- **Reading passage**:
# # #

May 03, 2006
Light, Love and Life
Notes by Vijay, elaborated by Prasad.
Kamala Mami started the session with a beautiful invocation by Annie Besant:
O hidden life, vibrant in every atom;
O hidden light, shining in every creature;
O hidden love, embracing all in Oneness;
May each, who feels himself as one with Thee,
Know he is also one with every other.
Manisha checked-in with a parable about egg, carrot, and coffee. When faced with adversity (i.e., boiling water), egg becomes hard, carrot become soft, but coffee mixes with the water and imparts its own unique aroma to the mixture.
Jags wondered about the relationship between guilt and consciousness. Conflict and fear often dominate our consciousness and we had deep dialogues about them. Where does guilt fit in and what is its relationship with consciousness?
Manju has recently joined a class called "Sanskrit for the Study of Scriptures." She said that she enjoyed pursuing knowledge (and other "serious things") in a lighter vein, often to the chagrin of her friends. Jags commented that this goalless pursuit of knowledge is fundamentally different (and perhaps more interesting) than a goal-oriented pursuit.

# # #

- **Set of tasks**:
1. In the session notes, rewrite the paragraph that begins "Manju has recently joined" as a short list of its main facts.
2. For each statement below, say whether it agrees with the session notes, and back each yes or no with the deciding words quoted from the session notes.
(a) The invocation that opened the session was written by Kamala Mami.
(b) In Manisha's parable, the coffee mixes with the boiling water.
(c) Manju's new class is called "Sanskrit for the Study of Scriptures."
3. Restate word for word the part of the session notes that opens with the words containing "Jags wondered about" and closes with "a goal-oriented pursuit.".

# # #

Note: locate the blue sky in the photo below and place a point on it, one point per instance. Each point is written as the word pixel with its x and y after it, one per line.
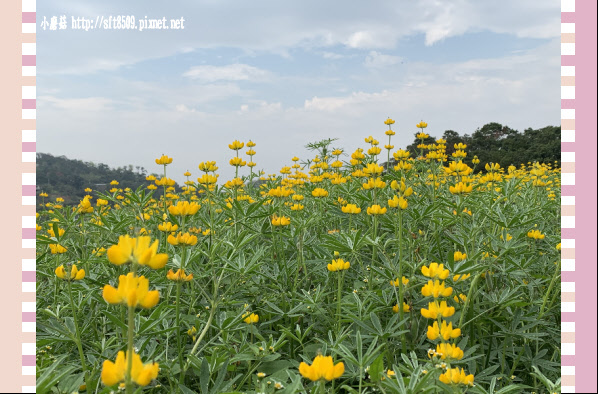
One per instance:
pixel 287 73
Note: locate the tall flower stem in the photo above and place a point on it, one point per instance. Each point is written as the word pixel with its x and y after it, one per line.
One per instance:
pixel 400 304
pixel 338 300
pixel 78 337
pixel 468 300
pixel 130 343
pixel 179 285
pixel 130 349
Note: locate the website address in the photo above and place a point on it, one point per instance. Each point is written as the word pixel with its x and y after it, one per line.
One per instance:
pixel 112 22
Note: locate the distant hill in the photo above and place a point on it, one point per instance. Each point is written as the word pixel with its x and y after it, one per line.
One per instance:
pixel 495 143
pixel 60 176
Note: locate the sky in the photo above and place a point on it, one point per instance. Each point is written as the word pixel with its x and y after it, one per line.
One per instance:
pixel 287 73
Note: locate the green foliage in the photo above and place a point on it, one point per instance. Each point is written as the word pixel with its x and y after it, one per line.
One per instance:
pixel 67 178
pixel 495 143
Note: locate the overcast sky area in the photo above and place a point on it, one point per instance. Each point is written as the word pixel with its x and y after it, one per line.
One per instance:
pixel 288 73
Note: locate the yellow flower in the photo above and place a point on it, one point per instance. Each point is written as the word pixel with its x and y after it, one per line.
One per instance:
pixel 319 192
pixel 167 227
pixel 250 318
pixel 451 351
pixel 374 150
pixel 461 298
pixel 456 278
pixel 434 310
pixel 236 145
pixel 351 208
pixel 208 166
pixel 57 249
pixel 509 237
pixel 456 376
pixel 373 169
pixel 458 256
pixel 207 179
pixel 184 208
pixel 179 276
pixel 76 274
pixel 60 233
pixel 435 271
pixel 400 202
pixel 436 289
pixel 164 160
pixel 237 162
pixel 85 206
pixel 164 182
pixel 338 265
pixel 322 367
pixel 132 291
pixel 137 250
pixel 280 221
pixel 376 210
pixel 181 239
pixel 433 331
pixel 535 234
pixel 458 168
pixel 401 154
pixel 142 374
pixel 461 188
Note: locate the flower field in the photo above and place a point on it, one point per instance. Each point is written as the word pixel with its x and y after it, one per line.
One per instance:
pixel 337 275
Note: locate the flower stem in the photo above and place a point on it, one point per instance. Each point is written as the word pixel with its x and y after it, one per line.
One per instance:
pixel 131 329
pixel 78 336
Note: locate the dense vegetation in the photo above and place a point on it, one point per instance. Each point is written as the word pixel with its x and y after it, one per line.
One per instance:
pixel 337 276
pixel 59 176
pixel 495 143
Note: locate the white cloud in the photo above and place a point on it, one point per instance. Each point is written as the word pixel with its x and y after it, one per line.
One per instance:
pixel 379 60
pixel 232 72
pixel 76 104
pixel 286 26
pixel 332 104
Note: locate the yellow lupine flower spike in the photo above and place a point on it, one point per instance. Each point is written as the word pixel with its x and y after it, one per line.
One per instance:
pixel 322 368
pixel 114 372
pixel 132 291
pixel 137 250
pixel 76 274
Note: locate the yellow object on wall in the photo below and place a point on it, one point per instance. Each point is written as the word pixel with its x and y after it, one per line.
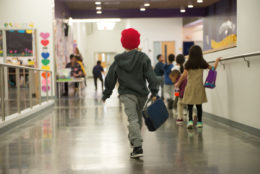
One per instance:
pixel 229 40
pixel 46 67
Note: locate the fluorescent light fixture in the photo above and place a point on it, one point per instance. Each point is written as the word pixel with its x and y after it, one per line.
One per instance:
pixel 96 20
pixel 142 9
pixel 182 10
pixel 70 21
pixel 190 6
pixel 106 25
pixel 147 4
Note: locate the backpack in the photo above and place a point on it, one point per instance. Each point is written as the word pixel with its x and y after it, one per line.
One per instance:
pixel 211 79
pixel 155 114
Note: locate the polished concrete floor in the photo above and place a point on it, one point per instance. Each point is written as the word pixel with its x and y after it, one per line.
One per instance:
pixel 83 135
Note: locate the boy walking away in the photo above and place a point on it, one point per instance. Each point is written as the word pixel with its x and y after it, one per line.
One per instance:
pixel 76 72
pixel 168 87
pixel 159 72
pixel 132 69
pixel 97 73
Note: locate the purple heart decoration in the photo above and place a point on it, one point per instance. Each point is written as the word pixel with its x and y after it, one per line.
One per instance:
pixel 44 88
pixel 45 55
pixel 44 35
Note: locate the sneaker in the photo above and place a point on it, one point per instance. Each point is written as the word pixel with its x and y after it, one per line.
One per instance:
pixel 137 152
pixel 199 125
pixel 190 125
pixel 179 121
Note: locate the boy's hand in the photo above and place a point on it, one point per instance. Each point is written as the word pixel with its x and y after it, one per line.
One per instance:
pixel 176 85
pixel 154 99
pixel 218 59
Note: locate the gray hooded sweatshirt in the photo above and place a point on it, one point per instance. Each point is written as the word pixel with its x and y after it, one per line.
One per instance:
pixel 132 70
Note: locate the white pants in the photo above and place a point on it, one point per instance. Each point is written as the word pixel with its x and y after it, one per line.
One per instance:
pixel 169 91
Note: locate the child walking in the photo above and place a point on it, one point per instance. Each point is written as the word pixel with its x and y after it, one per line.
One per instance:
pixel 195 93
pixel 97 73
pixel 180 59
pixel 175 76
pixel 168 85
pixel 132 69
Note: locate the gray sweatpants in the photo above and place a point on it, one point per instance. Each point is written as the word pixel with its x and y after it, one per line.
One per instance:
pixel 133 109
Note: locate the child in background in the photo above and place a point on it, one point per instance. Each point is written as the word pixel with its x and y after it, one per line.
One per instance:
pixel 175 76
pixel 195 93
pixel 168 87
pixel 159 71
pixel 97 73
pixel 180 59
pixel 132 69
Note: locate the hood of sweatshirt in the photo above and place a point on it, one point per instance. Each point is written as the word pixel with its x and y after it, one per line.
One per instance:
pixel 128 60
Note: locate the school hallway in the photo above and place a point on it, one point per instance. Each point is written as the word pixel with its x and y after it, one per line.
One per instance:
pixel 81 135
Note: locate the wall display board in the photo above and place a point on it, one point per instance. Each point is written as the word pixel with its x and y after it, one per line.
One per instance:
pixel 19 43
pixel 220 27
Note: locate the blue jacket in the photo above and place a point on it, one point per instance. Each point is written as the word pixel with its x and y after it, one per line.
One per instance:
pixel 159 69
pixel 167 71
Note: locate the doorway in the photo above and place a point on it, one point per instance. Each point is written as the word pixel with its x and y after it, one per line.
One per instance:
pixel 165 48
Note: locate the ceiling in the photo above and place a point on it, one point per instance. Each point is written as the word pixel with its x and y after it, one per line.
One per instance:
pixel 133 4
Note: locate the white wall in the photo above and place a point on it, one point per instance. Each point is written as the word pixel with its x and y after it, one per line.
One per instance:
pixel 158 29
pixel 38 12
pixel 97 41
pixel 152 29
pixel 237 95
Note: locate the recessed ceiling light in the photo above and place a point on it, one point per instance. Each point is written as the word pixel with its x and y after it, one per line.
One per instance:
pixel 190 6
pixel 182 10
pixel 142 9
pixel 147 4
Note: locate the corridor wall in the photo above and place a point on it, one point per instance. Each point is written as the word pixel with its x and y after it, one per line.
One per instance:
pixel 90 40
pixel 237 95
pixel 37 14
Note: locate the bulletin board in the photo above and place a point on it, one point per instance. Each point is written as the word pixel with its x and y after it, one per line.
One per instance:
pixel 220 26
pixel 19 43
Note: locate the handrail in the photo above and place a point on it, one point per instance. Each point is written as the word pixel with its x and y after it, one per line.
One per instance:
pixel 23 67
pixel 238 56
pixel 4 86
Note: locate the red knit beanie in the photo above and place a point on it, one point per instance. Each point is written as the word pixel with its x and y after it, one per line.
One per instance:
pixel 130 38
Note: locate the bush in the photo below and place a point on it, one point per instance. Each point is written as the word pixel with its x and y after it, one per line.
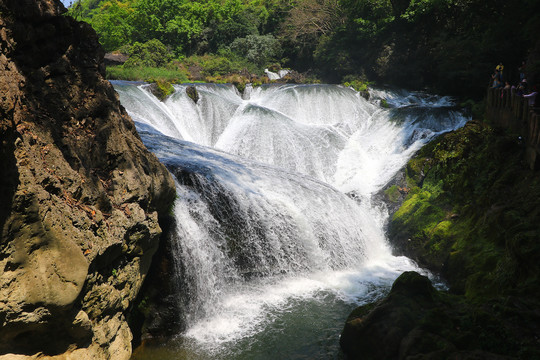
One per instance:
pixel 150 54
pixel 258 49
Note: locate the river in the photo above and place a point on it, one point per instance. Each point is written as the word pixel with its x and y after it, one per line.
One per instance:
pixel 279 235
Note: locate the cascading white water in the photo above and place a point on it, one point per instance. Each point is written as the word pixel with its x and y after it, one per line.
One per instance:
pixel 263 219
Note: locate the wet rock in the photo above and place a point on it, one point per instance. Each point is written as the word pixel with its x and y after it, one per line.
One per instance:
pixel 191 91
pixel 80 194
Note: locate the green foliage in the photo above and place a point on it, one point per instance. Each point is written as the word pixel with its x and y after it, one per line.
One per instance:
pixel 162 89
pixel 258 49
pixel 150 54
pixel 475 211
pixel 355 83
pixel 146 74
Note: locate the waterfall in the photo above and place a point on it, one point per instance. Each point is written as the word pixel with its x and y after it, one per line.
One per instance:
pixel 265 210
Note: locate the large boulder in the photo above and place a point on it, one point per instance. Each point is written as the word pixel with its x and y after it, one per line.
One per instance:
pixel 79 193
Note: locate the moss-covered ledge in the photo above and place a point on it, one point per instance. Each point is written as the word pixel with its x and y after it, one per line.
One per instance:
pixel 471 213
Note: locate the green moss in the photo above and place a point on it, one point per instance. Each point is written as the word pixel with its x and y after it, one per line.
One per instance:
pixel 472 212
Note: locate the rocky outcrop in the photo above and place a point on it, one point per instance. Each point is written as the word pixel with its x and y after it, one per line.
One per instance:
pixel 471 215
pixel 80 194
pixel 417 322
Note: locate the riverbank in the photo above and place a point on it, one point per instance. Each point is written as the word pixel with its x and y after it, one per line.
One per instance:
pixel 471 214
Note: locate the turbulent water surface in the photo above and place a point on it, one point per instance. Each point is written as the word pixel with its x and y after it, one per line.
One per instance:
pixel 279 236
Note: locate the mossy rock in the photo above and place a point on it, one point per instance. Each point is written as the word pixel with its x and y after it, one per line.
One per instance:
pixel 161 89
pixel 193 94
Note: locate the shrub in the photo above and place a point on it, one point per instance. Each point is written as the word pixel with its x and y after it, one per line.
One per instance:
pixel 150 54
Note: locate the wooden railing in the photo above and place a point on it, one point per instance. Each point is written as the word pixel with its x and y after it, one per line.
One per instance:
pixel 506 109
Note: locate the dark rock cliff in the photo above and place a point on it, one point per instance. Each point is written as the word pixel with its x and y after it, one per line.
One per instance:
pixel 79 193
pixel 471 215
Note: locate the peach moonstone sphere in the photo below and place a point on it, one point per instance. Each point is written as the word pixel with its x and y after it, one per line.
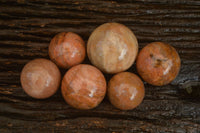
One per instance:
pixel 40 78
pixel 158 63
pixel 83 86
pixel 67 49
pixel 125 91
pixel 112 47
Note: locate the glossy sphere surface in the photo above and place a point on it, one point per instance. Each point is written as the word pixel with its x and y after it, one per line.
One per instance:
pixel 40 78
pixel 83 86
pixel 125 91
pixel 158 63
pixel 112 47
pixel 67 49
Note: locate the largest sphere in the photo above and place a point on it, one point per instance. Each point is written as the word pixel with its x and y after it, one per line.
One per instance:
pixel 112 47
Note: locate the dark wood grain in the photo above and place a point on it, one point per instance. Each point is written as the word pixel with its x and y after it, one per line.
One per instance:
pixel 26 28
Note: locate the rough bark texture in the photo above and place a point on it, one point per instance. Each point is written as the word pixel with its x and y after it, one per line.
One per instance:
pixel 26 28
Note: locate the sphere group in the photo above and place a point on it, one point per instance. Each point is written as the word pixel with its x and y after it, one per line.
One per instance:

# # #

- **Answer set**:
1.
- Manju recently joined a class called "Sanskrit for the Study of Scriptures."
- She enjoys pursuing knowledge and other "serious things" in a lighter vein, often to the chagrin of her friends.
- Jags said this goalless pursuit of knowledge is fundamentally different from a goal-oriented pursuit, and perhaps more interesting.

2.
(a) No. "Kamala Mami started the session with a beautiful invocation by Annie Besant"
(b) Yes. "coffee mixes with the water and imparts its own unique aroma to the mixture"
(c) Yes. "Manju has recently joined a class called "Sanskrit for the Study of Scriptures.""

3.
Jags wondered about the relationship between guilt and consciousness. Conflict and fear often dominate our consciousness and we had deep dialogues about them. Where does guilt fit in and what is its relationship with consciousness?
Manju has recently joined a class called "Sanskrit for the Study of Scriptures." She said that she enjoyed pursuing knowledge (and other "serious things") in a lighter vein, often to the chagrin of her friends. Jags commented that this goalless pursuit of knowledge is fundamentally different (and perhaps more interesting) than a goal-oriented pursuit.